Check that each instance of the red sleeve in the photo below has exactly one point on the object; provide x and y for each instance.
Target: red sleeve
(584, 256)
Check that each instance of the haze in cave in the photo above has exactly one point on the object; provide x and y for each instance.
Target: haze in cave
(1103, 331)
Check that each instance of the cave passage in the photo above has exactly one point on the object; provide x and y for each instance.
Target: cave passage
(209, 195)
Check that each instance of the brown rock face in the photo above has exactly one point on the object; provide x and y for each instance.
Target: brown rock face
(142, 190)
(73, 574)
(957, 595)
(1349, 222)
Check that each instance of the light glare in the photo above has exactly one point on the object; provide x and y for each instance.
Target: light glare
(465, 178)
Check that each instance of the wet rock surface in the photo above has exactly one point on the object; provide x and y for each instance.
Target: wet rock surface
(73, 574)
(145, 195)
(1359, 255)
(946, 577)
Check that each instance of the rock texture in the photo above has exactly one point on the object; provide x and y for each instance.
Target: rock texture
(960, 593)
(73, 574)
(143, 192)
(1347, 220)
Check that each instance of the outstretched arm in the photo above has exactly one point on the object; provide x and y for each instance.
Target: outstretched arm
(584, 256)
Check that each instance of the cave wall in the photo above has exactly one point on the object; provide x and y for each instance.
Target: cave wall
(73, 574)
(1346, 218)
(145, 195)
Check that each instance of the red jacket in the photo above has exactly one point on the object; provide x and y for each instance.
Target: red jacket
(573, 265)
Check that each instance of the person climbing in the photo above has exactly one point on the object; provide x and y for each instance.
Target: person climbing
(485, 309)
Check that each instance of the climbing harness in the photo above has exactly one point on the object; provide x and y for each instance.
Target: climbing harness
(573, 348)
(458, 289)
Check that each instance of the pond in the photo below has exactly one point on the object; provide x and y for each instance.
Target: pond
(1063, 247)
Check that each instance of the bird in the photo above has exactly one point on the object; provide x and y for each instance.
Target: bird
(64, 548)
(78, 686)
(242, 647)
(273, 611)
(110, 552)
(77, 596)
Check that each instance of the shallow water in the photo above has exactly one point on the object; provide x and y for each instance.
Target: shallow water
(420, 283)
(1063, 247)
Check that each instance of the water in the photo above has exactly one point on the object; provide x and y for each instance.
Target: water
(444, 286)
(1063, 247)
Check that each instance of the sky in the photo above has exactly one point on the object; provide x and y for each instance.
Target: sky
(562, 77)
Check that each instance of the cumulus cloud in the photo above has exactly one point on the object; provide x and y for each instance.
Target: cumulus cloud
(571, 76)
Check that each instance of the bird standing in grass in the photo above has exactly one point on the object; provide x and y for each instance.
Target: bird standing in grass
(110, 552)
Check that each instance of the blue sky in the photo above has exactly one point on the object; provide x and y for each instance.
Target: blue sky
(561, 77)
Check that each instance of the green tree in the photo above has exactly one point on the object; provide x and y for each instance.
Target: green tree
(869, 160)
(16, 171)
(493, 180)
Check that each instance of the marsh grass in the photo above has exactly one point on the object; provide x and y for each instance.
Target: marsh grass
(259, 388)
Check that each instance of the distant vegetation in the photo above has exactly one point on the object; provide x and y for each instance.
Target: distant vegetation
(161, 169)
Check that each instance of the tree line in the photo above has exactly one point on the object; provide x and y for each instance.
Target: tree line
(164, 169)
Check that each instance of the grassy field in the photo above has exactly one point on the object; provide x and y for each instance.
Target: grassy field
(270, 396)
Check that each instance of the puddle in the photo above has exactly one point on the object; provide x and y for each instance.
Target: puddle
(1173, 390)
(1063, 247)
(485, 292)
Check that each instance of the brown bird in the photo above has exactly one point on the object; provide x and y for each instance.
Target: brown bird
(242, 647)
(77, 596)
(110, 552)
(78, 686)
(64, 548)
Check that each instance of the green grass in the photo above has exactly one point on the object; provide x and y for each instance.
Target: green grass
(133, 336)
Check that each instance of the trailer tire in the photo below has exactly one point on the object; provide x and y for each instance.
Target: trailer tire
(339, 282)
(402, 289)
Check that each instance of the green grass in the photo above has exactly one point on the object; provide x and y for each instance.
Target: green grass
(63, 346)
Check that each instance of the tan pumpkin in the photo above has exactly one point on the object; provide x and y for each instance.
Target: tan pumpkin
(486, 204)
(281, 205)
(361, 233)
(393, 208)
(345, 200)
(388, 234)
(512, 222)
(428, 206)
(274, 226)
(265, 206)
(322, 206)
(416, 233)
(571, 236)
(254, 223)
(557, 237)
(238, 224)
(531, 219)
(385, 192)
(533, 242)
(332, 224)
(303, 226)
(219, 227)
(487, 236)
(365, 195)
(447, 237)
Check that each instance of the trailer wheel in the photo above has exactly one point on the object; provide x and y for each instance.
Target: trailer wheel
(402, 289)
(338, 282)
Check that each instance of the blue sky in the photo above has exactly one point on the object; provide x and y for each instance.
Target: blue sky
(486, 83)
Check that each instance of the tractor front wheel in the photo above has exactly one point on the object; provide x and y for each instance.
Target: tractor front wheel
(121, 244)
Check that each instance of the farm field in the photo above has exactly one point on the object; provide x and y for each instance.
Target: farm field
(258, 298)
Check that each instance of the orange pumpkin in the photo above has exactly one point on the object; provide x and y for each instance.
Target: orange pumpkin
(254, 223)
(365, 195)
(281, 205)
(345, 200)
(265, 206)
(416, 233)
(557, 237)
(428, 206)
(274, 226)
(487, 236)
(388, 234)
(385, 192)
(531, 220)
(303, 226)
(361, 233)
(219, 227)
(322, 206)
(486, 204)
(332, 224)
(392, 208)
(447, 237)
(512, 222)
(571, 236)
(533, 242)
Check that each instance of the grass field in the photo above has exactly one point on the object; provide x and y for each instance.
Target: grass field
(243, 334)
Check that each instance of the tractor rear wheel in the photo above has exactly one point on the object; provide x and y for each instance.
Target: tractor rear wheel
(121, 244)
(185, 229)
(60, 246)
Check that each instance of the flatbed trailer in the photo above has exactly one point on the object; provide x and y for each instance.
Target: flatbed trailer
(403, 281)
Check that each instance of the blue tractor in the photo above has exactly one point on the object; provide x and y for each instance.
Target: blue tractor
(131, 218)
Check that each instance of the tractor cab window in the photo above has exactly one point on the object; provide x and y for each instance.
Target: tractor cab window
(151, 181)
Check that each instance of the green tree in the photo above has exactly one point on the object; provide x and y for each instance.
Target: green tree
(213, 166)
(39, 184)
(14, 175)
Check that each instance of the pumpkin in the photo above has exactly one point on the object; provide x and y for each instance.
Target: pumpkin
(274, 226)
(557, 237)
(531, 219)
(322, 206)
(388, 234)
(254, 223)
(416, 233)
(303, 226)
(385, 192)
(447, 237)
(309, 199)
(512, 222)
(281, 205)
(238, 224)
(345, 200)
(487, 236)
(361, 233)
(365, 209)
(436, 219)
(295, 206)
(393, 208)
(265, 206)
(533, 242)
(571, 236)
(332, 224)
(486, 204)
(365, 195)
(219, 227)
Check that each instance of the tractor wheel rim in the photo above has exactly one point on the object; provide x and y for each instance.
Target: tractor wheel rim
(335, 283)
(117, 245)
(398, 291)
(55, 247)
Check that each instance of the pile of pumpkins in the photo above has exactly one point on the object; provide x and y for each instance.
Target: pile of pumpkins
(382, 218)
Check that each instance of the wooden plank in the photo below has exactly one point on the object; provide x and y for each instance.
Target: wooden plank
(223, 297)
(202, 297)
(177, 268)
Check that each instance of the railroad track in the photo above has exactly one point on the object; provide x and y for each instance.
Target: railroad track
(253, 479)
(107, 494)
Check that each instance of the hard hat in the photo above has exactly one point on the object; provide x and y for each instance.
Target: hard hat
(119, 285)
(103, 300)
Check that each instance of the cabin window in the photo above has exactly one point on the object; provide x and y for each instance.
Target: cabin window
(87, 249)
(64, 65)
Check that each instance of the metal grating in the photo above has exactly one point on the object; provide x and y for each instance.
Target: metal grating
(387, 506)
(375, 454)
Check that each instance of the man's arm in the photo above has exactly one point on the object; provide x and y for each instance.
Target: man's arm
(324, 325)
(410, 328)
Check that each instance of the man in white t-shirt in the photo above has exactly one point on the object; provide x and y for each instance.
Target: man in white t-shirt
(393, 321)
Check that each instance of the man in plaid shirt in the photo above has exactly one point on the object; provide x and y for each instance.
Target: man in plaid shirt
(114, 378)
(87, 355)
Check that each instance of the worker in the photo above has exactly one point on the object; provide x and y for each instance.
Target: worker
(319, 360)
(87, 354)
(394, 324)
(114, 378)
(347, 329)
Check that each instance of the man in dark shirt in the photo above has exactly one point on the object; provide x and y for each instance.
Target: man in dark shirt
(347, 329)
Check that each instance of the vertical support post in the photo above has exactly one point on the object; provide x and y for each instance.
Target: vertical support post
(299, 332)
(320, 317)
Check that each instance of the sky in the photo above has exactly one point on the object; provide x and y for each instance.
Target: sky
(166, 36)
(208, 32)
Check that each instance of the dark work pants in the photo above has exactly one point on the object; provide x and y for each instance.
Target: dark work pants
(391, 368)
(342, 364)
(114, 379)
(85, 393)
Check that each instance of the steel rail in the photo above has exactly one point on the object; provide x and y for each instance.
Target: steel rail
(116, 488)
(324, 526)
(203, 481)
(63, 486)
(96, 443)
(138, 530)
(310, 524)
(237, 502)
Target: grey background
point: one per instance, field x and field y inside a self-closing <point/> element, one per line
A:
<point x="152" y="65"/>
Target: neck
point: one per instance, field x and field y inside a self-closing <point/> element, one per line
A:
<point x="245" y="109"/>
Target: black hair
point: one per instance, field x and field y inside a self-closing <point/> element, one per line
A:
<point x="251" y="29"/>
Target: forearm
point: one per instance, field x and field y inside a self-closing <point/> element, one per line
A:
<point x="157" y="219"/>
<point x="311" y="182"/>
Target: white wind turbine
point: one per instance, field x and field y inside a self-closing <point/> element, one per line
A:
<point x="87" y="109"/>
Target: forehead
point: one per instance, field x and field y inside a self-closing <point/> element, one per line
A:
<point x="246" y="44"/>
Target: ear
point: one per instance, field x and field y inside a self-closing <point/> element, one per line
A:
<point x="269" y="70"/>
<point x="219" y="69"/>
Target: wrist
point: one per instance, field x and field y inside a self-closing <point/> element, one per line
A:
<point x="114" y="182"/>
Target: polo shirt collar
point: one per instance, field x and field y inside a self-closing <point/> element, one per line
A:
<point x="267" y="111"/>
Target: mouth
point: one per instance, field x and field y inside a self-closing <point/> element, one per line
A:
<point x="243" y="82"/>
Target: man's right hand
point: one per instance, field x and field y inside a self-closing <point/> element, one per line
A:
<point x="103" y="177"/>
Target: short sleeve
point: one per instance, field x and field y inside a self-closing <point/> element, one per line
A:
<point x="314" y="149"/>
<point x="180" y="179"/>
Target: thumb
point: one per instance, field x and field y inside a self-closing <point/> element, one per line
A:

WORK TASK: Copy out each line of the entries that holds "below".

YOUR RESPONSE:
Check that each instance of the red sleeve in the photo below has exactly one point on the object; provide x and y for each instance.
Check that each instance of the pond in the photo below has exactly one point on the object; provide x and y for each instance.
Check that each instance of the trailer tire in the photo below has exactly one point on the object; provide x and y for each instance.
Check that each instance of the wooden plank in the photo below has exactly one point on the object; provide x and y for each instance.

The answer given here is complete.